* Start Data to use *
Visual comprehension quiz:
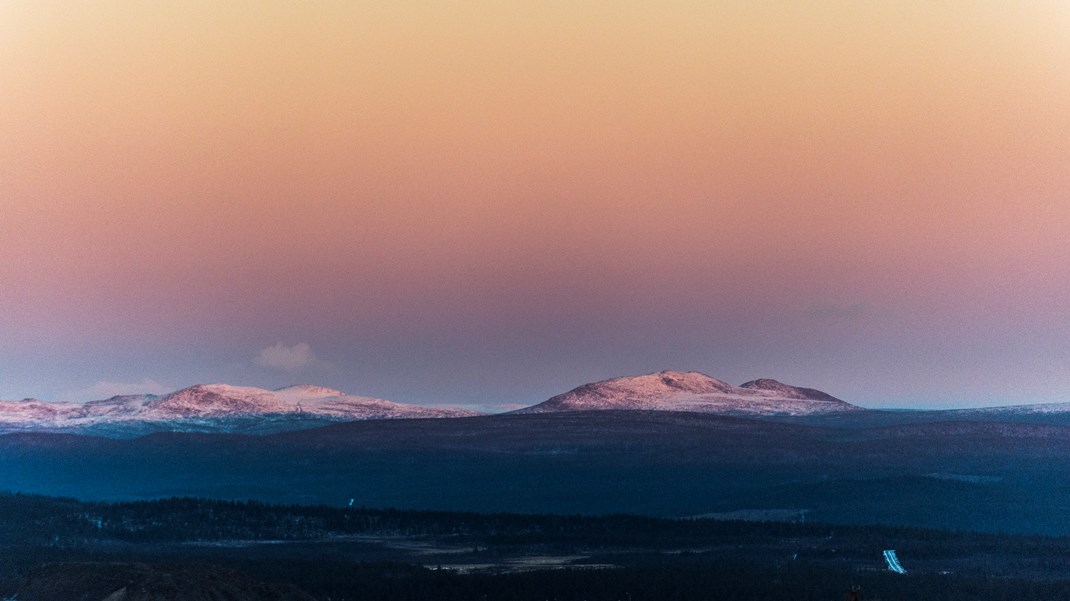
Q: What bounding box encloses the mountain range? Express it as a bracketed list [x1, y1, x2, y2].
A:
[0, 371, 1070, 437]
[6, 371, 1070, 536]
[0, 384, 476, 436]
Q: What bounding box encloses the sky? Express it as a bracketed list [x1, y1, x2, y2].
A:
[0, 0, 1070, 407]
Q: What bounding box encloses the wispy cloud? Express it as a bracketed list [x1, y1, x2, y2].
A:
[255, 342, 323, 371]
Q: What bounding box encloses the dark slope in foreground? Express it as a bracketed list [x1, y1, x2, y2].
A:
[0, 411, 1070, 534]
[8, 494, 1070, 601]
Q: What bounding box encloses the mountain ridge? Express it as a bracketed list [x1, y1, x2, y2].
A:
[514, 370, 866, 416]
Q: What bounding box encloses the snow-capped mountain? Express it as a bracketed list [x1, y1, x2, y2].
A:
[0, 384, 476, 435]
[515, 371, 862, 416]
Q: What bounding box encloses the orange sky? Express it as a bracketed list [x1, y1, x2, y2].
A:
[0, 1, 1070, 406]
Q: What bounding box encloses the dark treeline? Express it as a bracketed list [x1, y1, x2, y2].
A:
[0, 494, 1070, 601]
[0, 494, 1052, 549]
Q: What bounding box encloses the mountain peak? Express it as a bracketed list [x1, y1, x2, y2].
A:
[517, 370, 858, 415]
[274, 384, 347, 399]
[739, 377, 843, 403]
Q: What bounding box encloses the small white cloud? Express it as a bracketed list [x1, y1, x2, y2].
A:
[256, 342, 320, 371]
[75, 377, 173, 400]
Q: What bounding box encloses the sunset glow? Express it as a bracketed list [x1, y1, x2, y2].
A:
[0, 0, 1070, 407]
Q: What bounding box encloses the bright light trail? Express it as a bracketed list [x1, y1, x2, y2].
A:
[884, 549, 906, 574]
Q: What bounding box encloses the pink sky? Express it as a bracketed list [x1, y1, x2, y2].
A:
[0, 1, 1070, 406]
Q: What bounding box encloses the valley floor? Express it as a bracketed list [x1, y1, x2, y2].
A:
[0, 495, 1070, 601]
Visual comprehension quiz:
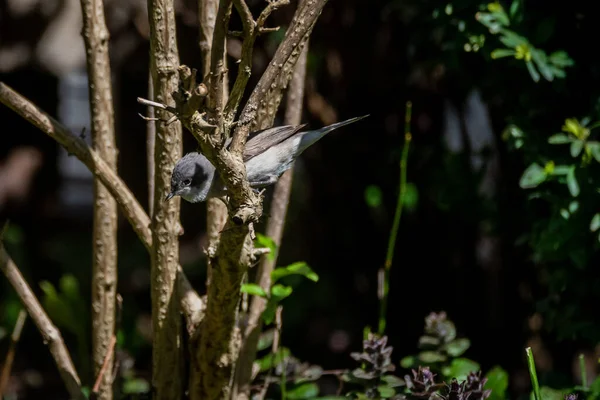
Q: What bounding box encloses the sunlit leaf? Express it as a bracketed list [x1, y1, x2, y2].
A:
[525, 61, 540, 82]
[569, 200, 579, 214]
[286, 382, 319, 399]
[442, 358, 480, 381]
[590, 213, 600, 232]
[567, 167, 579, 197]
[255, 232, 277, 260]
[548, 133, 572, 144]
[519, 163, 547, 189]
[491, 49, 515, 59]
[365, 185, 383, 208]
[571, 140, 584, 157]
[484, 366, 508, 400]
[444, 338, 471, 357]
[271, 262, 319, 283]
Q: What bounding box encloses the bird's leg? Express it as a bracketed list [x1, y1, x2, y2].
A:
[250, 175, 279, 189]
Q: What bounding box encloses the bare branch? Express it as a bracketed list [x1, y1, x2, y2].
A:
[208, 0, 232, 133]
[0, 82, 204, 350]
[231, 0, 327, 153]
[92, 335, 117, 399]
[148, 0, 184, 400]
[225, 0, 289, 123]
[146, 71, 158, 218]
[0, 82, 152, 249]
[81, 0, 117, 400]
[0, 243, 85, 399]
[0, 309, 27, 396]
[234, 22, 308, 398]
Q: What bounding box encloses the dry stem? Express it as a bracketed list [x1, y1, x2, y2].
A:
[0, 243, 85, 399]
[81, 0, 117, 400]
[148, 0, 184, 400]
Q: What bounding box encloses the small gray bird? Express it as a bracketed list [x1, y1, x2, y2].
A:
[165, 115, 368, 203]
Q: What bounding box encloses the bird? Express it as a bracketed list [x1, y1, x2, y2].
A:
[165, 114, 369, 203]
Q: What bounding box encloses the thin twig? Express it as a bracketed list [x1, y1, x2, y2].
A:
[0, 243, 85, 399]
[0, 82, 200, 350]
[378, 101, 412, 335]
[148, 0, 184, 400]
[81, 0, 117, 400]
[235, 14, 308, 396]
[0, 309, 27, 399]
[230, 0, 328, 154]
[92, 335, 117, 395]
[146, 71, 158, 218]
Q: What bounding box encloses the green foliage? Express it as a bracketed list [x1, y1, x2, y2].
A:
[400, 311, 479, 379]
[475, 0, 574, 82]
* End Data to use *
What is asked:
Reproduce everything from the start of the data down to the line containing "[255, 342, 323, 371]", shifting every bounding-box coordinate in the answers up by 88. Omit the pictures from your output.

Result below:
Visual comprehension quiz:
Q: What bounding box encloses the mountain range? Express it as a bracketed list [x1, y1, x2, y2].
A:
[88, 459, 1158, 525]
[94, 459, 1158, 624]
[88, 472, 564, 524]
Q: What bounding box encloses the sky? Express it as a bracketed list [x1, y1, x2, y2].
A:
[88, 88, 1158, 495]
Q: What bounding box encloses the wispy cloud? Express it as a bracketed list [x1, y1, x2, y2].
A:
[343, 430, 411, 459]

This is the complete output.